WORKING DATA:

/---

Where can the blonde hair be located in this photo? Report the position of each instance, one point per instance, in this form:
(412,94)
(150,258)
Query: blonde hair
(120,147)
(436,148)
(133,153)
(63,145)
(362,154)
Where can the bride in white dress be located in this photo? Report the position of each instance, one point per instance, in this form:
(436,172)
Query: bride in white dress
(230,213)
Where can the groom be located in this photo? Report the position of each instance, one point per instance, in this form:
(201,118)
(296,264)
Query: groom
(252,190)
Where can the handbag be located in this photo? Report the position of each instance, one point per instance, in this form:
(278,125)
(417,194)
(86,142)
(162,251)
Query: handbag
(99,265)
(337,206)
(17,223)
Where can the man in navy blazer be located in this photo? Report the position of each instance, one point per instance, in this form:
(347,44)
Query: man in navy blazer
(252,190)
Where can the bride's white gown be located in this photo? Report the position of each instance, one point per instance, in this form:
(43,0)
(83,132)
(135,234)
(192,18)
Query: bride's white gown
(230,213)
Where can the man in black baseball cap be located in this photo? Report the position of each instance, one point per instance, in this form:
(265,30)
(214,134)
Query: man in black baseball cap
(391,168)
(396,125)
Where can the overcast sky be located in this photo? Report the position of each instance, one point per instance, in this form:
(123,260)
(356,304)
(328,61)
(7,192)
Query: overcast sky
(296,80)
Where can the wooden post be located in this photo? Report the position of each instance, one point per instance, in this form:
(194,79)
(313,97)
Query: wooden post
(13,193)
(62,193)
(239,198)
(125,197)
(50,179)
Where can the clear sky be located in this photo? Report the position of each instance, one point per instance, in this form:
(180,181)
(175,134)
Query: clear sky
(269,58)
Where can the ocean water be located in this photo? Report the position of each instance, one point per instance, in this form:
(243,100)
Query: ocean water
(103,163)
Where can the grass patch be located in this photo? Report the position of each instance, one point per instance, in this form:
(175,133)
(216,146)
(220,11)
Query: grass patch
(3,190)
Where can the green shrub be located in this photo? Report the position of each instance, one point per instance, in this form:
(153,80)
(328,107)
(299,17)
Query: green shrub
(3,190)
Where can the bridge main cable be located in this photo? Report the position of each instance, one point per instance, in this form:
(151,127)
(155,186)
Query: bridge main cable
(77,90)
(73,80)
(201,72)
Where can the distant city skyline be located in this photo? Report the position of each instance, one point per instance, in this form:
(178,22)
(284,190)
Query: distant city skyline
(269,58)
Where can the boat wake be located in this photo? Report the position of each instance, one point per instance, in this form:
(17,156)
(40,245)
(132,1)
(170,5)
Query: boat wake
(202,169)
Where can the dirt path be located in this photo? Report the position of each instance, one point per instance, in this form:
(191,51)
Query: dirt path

\---

SHORT TASK:
Copy the material above verbatim.

CORRECT OUTPUT:
Where can the blonde hair be located in this photo? Report the position of each instance, one point per instance, in this form:
(412,94)
(150,258)
Query: blonde hair
(120,147)
(436,148)
(133,153)
(63,145)
(362,154)
Where can the bride in white dress be located in this photo? Report the position of each instance, one point per instance, in this form:
(436,172)
Query: bride in white dress
(230,213)
Where can the groom be located in this photo? Report the position of each instance, one point per instance, in this form:
(201,118)
(296,264)
Query: groom
(252,190)
Where can the handbag be located in this photo? Report the position of each instance, one point per instance, in this form:
(278,125)
(417,194)
(86,142)
(162,251)
Query: handbag
(99,265)
(337,206)
(17,223)
Where can the man in navy blazer be located in this photo? Report the position of each instance, one point per instance, in this form:
(347,44)
Query: man in navy blazer
(252,190)
Where can the bride's white gown be located in this photo? Report the position of each instance, one point per instance, in this form:
(43,0)
(83,132)
(135,234)
(192,18)
Query: bride's white gown
(230,213)
Where can the man in black baseball cap be located in this photo? Report the position of each instance, one point per instance, in this form:
(265,30)
(214,134)
Query: man in black baseball cap
(391,168)
(396,125)
Where can the overcast sky be located in this photo? Report the position of each instance, one point per instance, in this form:
(123,260)
(356,304)
(328,61)
(7,192)
Query: overcast sky
(296,80)
Where can the wooden post be located in this photo? Report the position of each instance, one point per instance, in this form:
(194,79)
(313,97)
Query: wooden post
(13,193)
(62,193)
(239,198)
(125,197)
(50,179)
Where can the clear sky be located in this photo? Report the position of each instance, one point per instance, in this form:
(180,181)
(175,134)
Query: clear sky
(269,58)
Where can the ocean water be located in this photo? Report the position of each instance, one point per instance, in this form:
(243,100)
Query: ocean water
(103,163)
Where can the grass patch be located in this photo? Report the position of each instance, one point per instance, in this form:
(175,133)
(216,146)
(220,11)
Query: grass patch
(3,190)
Where can the green shrub be located in this photo? Report the position of each instance, one point per instance, in this form:
(153,80)
(328,107)
(299,17)
Query: green shrub
(3,190)
Where can the bridge main cable be located in this photo? Report the position of each instance, one point per instance, in this form:
(151,127)
(155,186)
Query: bridge main cable
(77,90)
(73,80)
(201,72)
Where can the distant city skyline be located in this photo? Report the position of each instance, one point per instance, in this form:
(178,22)
(284,190)
Query: distant city skyline
(269,58)
Where can the boat wake be located in this photo? Report the position of each instance, one point per instance, in this form:
(17,156)
(40,245)
(132,1)
(170,5)
Query: boat wake
(202,169)
Where can the dirt path be located in this photo? Report the position of each instance, one point per instance, in this form:
(191,51)
Query: dirt path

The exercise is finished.